(SELECTED TEXT)
════════
Help with File Slow Processing

srattani · June 27, 2011, 5:30pm

Hello,

Hope you are doing fine. Let me describe the problem, I have a script that calls another script K2Test.sh, this script K2Test.sh (created by another team) takes date as argument and generates approx 1365 files in localcurves directory for given date.

Out of these 1365 I am only interested in 133 files, so I have created a list of file names (ZEROCURVEFILES as below) that we need to process.

I loop through these 1365 files (`ls $localcurves` as below) and check if file name is in 133 file list (ZEROCURVEFILES ) and if it is then I process the file by reading it line by line.

It seems it takes too long just to process 133 files, am I using some in-efficient code below? is there a way to process it faster? is it slow because I open and read 133 files line by line?

I need to run this script for 400 days which means I would be looping 400 * 1365 times i.e once per day and and for each day process 133 file.
════════
(RECORDS SHOWN)
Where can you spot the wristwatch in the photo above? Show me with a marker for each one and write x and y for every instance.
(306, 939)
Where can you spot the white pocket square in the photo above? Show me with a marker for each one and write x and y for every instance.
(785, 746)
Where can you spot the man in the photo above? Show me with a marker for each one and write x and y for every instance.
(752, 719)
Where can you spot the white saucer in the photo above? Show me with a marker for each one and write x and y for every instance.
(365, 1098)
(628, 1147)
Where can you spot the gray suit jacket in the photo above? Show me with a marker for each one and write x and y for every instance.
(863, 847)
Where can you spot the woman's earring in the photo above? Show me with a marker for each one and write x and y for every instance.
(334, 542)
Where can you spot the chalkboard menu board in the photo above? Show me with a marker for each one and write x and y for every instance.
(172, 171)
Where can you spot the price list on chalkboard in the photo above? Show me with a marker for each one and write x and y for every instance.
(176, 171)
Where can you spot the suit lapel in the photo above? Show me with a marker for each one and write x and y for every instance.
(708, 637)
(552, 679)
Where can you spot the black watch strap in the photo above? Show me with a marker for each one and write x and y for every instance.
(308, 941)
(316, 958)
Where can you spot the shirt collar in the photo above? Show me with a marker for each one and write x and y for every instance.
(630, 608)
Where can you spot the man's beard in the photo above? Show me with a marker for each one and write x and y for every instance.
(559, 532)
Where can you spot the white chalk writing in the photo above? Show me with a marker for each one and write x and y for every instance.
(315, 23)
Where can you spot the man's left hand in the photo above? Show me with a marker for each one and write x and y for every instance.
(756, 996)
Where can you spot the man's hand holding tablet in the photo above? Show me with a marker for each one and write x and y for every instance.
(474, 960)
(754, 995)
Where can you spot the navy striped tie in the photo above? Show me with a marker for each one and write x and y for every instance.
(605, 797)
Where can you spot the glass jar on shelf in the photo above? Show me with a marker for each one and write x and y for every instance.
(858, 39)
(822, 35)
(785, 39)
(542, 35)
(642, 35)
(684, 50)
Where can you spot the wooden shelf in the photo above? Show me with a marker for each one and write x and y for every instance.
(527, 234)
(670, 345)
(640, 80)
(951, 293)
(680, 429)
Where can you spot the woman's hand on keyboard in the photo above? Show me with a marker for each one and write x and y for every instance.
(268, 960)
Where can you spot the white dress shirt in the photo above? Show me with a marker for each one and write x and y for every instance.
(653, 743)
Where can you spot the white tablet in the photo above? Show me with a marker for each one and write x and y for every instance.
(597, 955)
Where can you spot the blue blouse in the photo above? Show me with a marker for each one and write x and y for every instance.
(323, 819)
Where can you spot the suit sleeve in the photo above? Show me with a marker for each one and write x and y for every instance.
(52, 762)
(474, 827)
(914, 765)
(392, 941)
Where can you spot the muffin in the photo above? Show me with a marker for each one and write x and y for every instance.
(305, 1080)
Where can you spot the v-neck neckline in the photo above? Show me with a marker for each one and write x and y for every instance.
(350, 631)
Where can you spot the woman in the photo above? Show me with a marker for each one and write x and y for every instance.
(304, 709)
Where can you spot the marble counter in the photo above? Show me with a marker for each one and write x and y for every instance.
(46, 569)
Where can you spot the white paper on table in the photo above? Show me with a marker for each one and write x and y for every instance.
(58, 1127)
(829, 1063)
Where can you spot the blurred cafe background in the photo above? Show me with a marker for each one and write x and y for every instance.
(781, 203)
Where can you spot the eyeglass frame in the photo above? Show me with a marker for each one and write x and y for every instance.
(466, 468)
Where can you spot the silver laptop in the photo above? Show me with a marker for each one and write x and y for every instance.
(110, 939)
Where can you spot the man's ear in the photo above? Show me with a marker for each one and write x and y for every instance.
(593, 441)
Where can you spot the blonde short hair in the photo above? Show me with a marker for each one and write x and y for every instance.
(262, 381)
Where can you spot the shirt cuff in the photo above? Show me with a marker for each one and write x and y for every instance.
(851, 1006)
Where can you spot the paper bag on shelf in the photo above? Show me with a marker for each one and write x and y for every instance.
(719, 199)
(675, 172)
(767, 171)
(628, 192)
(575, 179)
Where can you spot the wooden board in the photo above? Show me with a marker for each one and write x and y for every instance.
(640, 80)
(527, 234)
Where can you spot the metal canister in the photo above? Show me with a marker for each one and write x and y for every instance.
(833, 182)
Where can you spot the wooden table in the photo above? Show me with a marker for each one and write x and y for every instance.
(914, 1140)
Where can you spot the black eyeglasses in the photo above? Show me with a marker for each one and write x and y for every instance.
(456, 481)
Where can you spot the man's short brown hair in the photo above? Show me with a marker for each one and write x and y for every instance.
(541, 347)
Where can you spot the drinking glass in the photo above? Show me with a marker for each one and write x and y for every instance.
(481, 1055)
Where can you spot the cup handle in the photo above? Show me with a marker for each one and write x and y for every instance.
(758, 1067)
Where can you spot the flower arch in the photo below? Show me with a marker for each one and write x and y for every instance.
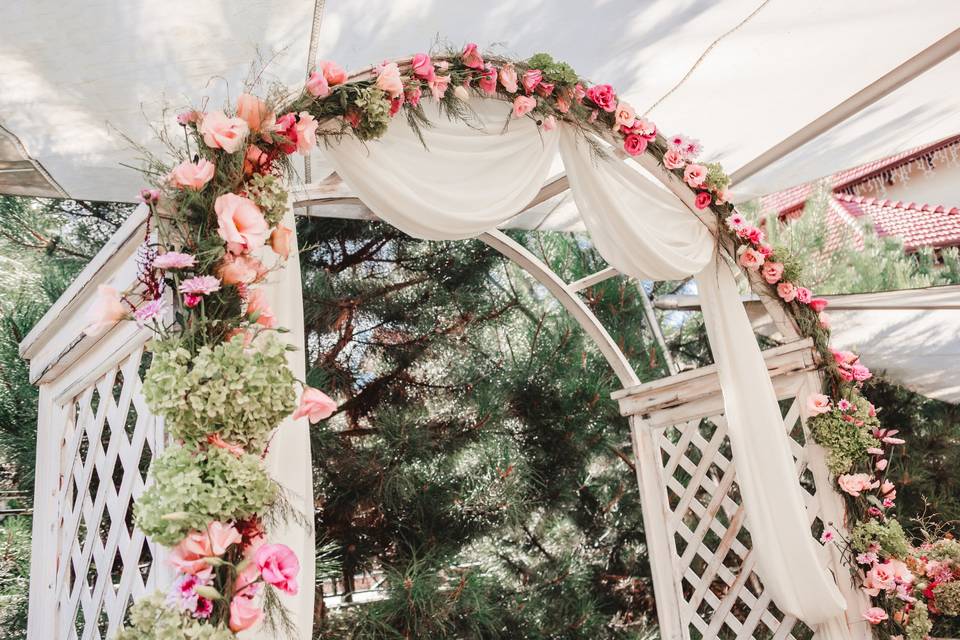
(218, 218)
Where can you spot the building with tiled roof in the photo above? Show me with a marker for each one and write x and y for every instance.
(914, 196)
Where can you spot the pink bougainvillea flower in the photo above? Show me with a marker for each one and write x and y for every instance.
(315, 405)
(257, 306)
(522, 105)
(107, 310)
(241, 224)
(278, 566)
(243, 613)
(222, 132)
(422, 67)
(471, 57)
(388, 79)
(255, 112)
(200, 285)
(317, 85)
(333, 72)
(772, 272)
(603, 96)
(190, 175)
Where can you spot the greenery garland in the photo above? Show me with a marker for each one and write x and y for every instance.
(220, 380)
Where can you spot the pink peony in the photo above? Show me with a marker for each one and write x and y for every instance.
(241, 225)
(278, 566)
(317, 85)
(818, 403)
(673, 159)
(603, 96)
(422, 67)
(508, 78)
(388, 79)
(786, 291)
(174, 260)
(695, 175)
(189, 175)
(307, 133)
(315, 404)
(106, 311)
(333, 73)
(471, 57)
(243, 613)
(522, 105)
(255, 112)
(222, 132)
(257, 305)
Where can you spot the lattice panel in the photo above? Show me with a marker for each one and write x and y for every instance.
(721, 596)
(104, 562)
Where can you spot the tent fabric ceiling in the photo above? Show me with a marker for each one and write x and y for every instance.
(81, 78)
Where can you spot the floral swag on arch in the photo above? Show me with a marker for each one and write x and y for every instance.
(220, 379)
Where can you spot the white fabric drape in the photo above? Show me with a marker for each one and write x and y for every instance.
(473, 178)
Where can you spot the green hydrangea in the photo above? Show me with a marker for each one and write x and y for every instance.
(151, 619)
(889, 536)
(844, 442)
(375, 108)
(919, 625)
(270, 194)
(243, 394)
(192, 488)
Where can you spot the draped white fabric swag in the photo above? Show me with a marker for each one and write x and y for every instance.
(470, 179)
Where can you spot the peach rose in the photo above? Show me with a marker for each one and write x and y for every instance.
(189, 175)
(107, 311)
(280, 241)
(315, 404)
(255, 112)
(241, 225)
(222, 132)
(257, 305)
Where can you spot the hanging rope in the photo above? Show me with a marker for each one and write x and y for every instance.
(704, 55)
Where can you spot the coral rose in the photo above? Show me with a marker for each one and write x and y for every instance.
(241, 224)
════════
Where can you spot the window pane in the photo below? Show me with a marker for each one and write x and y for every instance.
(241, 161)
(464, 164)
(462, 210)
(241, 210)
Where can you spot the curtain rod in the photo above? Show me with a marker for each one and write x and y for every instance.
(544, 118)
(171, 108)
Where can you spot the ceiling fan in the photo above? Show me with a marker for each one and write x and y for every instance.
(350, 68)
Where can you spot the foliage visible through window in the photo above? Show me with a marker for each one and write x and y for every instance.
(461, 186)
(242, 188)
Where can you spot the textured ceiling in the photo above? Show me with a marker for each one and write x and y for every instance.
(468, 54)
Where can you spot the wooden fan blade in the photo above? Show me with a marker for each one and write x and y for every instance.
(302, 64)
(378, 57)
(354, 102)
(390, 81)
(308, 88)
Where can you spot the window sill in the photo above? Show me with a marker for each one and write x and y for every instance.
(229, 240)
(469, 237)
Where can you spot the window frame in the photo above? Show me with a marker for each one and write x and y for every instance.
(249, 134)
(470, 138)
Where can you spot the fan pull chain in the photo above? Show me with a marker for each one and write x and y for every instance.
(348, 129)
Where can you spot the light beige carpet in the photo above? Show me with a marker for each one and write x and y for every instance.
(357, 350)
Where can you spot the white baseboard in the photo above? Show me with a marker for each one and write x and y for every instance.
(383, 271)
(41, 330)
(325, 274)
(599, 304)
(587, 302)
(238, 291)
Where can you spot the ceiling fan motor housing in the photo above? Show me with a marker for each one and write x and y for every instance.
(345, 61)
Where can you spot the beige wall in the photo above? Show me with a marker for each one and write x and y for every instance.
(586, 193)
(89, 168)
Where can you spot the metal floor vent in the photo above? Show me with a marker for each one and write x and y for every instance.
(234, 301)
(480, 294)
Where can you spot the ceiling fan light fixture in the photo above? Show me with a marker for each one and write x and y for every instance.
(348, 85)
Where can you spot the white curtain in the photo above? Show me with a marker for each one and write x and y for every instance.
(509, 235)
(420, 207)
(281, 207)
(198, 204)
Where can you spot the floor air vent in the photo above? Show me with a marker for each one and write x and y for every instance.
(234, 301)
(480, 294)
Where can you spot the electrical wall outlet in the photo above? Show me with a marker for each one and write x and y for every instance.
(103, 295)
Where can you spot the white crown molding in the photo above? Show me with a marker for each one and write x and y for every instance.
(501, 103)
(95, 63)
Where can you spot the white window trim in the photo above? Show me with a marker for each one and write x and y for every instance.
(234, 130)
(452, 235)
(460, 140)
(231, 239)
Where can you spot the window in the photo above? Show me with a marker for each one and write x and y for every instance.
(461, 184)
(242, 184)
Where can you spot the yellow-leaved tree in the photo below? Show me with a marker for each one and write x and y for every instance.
════════
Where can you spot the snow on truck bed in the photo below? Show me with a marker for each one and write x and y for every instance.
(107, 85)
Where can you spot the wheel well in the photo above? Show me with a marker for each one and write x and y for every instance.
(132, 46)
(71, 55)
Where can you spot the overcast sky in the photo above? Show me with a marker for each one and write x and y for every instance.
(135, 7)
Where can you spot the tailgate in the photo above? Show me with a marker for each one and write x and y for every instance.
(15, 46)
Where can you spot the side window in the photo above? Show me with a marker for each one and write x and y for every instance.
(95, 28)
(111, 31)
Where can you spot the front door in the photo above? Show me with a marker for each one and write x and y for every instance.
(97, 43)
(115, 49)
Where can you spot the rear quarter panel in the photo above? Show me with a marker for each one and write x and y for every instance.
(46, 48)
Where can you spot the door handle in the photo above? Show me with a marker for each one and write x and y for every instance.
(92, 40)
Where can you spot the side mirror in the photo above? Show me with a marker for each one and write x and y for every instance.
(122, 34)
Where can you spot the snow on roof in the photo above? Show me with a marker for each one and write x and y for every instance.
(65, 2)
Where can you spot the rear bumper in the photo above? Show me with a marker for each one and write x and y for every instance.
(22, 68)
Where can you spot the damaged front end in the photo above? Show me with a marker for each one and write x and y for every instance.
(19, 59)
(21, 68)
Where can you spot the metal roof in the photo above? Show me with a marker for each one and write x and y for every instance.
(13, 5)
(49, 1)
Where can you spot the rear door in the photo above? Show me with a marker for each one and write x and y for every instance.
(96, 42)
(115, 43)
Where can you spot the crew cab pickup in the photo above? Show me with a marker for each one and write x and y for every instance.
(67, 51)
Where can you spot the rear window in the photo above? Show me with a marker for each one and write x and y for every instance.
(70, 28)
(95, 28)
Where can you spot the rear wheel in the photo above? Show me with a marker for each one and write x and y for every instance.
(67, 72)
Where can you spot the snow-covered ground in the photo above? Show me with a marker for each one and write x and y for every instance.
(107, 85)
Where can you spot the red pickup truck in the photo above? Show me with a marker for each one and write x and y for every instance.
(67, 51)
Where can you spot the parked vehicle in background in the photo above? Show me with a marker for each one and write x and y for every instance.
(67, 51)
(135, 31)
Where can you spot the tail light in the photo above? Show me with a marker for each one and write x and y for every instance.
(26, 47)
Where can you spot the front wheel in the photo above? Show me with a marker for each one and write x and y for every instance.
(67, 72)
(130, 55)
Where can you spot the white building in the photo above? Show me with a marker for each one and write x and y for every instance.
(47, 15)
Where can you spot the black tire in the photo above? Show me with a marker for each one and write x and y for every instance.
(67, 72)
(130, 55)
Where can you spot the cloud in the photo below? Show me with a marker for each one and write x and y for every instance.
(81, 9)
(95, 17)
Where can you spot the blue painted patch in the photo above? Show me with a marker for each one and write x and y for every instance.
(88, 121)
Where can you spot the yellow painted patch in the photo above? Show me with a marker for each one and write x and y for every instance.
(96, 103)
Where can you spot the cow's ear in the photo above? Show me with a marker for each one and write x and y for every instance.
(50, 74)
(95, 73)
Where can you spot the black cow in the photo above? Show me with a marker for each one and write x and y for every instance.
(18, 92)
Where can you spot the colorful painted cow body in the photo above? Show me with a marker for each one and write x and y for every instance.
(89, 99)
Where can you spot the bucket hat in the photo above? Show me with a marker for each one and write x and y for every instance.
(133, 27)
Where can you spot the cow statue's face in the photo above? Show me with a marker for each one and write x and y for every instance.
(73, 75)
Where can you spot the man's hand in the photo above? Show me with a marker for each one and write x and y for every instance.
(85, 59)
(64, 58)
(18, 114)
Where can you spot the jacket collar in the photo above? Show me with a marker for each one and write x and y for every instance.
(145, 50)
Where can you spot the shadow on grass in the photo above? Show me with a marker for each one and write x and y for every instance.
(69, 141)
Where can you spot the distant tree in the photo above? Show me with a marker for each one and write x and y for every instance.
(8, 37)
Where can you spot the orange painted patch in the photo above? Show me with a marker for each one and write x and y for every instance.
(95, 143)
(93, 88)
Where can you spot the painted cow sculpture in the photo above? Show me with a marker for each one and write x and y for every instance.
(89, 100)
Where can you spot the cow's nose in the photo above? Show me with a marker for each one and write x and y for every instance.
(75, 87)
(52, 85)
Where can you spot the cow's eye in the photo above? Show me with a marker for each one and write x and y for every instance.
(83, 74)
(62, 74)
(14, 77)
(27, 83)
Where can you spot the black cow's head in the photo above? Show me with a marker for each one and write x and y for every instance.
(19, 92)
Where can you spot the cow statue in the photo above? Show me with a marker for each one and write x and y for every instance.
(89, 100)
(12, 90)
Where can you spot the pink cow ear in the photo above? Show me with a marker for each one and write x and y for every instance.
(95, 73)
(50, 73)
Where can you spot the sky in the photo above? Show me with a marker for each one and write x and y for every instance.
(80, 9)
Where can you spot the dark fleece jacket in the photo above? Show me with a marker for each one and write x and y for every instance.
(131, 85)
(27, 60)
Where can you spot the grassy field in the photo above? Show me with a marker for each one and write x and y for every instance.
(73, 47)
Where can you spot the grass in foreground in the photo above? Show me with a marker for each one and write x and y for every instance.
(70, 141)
════════
(WRITTEN TASKS)
a. List every question the poster asks in the forum post about slow file processing.
b. Pick up the forum post about slow file processing after its final sentence and write what comes next.
The entries have nothing to do with the forum post about slow file processing.

(EXPECTED ANSWERS)
a.
- "am I using some in-efficient code below?"
- "is there a way to process it faster?"
- "is it slow because I open and read 133 files line by line?"

b.
I would really appreciate any help to help make it faster. Here is the code, I know it is too much code, please let me know if something in script.

#!/bin/sh
#e.g. 20110627 (june 27 2011)
currdate=$1
#e.g. 20100310 (march 10 2010)
enddate=$2

#directory where 1365 files get generated
localcurves="/home/sratta/feds/localCurves/curves"
outputdir="/home/sratta/curves"
#output fileto be generated
OUTFILE="/home/sratta/ZeroCurves/BulkLoad.csv"
touch $OUTFILE

# List of 133 curve file names
ZEROCURVEFILES="saud1-monthlinmid \
saud6-monthlinmid \
.....
suvruvr_usdlinmid \
szarzar_usdlinmid "

#Loop until currdate is not equal to enddate (reverse loop)
while [ $currdate -ne $enddate ]
do

  #Call K2test.sh which generates 1365 files for a given date in $localcurves directory
 ./K2test.sh $currdate
 filesfound=0

#Loop through the 1365 files generated by K2test.sh in $localcurves directory
 for FILE in `ls $localcurves`
 do
  filesfound=1
  #Check if the filename is one of the 133 files we want?  If it is only then process otherwise ignore
  zerocurvefile=`echo cat $ZEROCURVEFILES|grep $FILE`

  # If file is in the list then process it
   if [ "$zerocurvefile" != "" ]
   then
    echo "Processing $LOWERCASEFILE.$currdate file"

  #THIS PROCESSING IS SLOW LINE BY LINE
   exec 3<&0
  #Open the file
   exec 0<"$localcurves/$FILE"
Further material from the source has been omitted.